◆ 给定文本:
----------

前端下载超大文件的完整方案

本文从前端方面出发实现浏览器下载大文件的功能。不考虑网络异常、关闭网页等原因造成传输中断的情况。分片下载采用串行方式（并行下载需要对切片计算hash，比对hash，丢失重传，合并chunks的时候需要按顺序合并等，很麻烦。对传输速度有追求的，并且在带宽允许的情况下可以做并行分片下载）。

测试发现存一两个G左右数据到IndexedDB后，浏览器确实会内存占用过高导致退出 (我测试使用的是chrome103版本浏览器)

实现步骤

使用分片下载： 将大文件分割成多个小块进行下载，可以降低内存占用和网络传输中断的风险。这样可以避免一次性下载整个大文件造成的性能问题。
断点续传： 实现断点续传功能，即在下载中途中断后，可以从已下载的部分继续下载，而不需要重新下载整个文件。
进度条显示： 在页面上展示下载进度，让用户清晰地看到文件下载的进度。如果一次全部下载可以从process中直接拿到参数计算得出（很精细），如果是分片下载，也是计算已下载的和总大小，只不过已下载的会成片成片的增加（不是很精细）。
取消下载和暂停下载功能： 提供取消下载和暂停下载的按钮，让用户可以根据需要中止或暂停下载过程。
合并文件： 下载完成后，将所有分片文件合并成一个完整的文件。

以下是一个基本的前端大文件下载的实现示例：

可以在类里面增加注入一个回调函数，用来更新外部的一些状态，示例中只展示下载完成后的回调

class FileDownloader {
  constructor({url, fileName, chunkSize = 2 * 1024 * 1024, cb}) {
    this.url = url;
    this.fileName = fileName;
    this.chunkSize = chunkSize;
    this.fileSize = 0;
    this.totalChunks = 0;
    this.currentChunk = 0;
    this.downloadedSize = 0;
    this.chunks = [];
    this.abortController = new AbortController();
    this.paused = false;
    this.cb = cb
  }

  async getFileSize() {
    const response = await fetch(this.url, { signal: this.abortController.signal });
    const contentLength = response.headers.get("content-length");
    this.fileSize = parseInt(contentLength);
    this.totalChunks = Math.ceil(this.fileSize / this.chunkSize);
  }

  async downloadChunk(chunkIndex) {
    const start = chunkIndex * this.chunkSize;
    const end = Math.min(this.fileSize, (chunkIndex + 1) * this.chunkSize - 1);

    const response = await fetch(this.url, {
      headers: { Range: `bytes=${start}-${end}` },
      signal: this.abortController.signal
    });

    const blob = await response.blob();
    this.chunks[chunkIndex] = blob;
    this.downloadedSize += blob.size;

    if (!this.paused && this.currentChunk < this.totalChunks - 1) {
      this.currentChunk++;
      this.downloadChunk(this.currentChunk);
    } else if (this.currentChunk === this.totalChunks - 1) {
      this.mergeChunks();
    }
  }

  async startDownload() {
    if (this.chunks.length === 0) {
      await this.getFileSize();
    }
    this.downloadChunk(this.currentChunk);
  }

  pauseDownload() {
    this.paused = true;
  }

  resumeDownload() {
    this.paused = false;
    this.downloadChunk(this.currentChunk);
  }

  cancelDownload() {
    this.abortController.abort();
    this.reset();
  }

  async mergeChunks() {
    const blob = new Blob(this.chunks, { type: "application/octet-stream" });
    const url = window.URL.createObjectURL(blob);
    const a = document.createElement("a");
    a.href = url;
    a.download = this.fileName;
    document.body.appendChild(a);
    a.click();
    setTimeout(() => {
      this.cb && this.cb({
        downState: 1
      })

----------

◆ 数据条目:

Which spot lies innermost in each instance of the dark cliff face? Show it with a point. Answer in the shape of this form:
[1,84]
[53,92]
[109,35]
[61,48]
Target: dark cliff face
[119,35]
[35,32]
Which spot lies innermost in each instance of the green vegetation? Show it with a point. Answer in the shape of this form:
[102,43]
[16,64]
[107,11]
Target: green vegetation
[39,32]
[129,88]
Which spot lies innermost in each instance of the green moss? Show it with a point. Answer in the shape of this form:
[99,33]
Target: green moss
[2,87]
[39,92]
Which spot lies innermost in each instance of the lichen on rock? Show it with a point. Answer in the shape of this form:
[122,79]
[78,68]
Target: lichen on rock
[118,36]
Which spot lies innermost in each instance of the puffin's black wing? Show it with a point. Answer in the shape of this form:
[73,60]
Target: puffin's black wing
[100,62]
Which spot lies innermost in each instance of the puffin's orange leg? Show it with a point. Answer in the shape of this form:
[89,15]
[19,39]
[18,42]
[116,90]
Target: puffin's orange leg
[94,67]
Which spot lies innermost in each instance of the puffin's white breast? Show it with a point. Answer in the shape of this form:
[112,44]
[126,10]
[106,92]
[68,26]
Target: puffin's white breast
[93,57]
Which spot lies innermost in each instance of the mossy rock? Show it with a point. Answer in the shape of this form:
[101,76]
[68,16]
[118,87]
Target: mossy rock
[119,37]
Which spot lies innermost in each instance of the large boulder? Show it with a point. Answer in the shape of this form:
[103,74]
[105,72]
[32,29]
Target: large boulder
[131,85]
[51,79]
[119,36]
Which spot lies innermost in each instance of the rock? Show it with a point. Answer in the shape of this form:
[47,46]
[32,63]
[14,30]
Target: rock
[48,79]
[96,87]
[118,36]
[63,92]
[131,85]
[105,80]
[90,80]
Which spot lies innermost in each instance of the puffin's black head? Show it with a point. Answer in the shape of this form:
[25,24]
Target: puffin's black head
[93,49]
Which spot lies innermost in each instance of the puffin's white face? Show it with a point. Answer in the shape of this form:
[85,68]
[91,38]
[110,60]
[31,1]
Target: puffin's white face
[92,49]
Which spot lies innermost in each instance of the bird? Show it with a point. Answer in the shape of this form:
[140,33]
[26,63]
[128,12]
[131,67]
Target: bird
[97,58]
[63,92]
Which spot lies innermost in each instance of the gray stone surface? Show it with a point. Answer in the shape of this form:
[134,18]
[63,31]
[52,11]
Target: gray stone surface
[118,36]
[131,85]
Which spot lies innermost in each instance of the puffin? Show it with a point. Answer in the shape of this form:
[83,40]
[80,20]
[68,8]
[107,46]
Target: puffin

----------

◆ 问题与任务:
1: 根据这篇讲前端下载超大文件的文章回答：
(a) 分片下载采用串行还是并行方式？
(b) 作者测试时用的是哪个版本的浏览器？
(c) 构造函数里 chunkSize 的默认值是多少？
2: 把这篇讲前端下载超大文件的文章中从“本文从前端方面出发实现浏览器”起、到“合并文件： 下载完成后，将所有分片文件合并成一个完整的文件。”止（含这一句）的部分逐字抄录下来。

◆ 各题答案:
1:
(a) 串行方式。
(b) chrome103版本浏览器。
(c) 2 * 1024 * 1024。

2:
本文从前端方面出发实现浏览器下载大文件的功能。不考虑网络异常、关闭网页等原因造成传输中断的情况。分片下载采用串行方式（并行下载需要对切片计算hash，比对hash，丢失重传，合并chunks的时候需要按顺序合并等，很麻烦。对传输速度有追求的，并且在带宽允许的情况下可以做并行分片下载）。

测试发现存一两个G左右数据到IndexedDB后，浏览器确实会内存占用过高导致退出 (我测试使用的是chrome103版本浏览器)

实现步骤

使用分片下载： 将大文件分割成多个小块进行下载，可以降低内存占用和网络传输中断的风险。这样可以避免一次性下载整个大文件造成的性能问题。
断点续传： 实现断点续传功能，即在下载中途中断后，可以从已下载的部分继续下载，而不需要重新下载整个文件。
进度条显示： 在页面上展示下载进度，让用户清晰地看到文件下载的进度。如果一次全部下载可以从process中直接拿到参数计算得出（很精细），如果是分片下载，也是计算已下载的和总大小，只不过已下载的会成片成片的增加（不是很精细）。
取消下载和暂停下载功能： 提供取消下载和暂停下载的按钮，让用户可以根据需要中止或暂停下载过程。
合并文件： 下载完成后，将所有分片文件合并成一个完整的文件。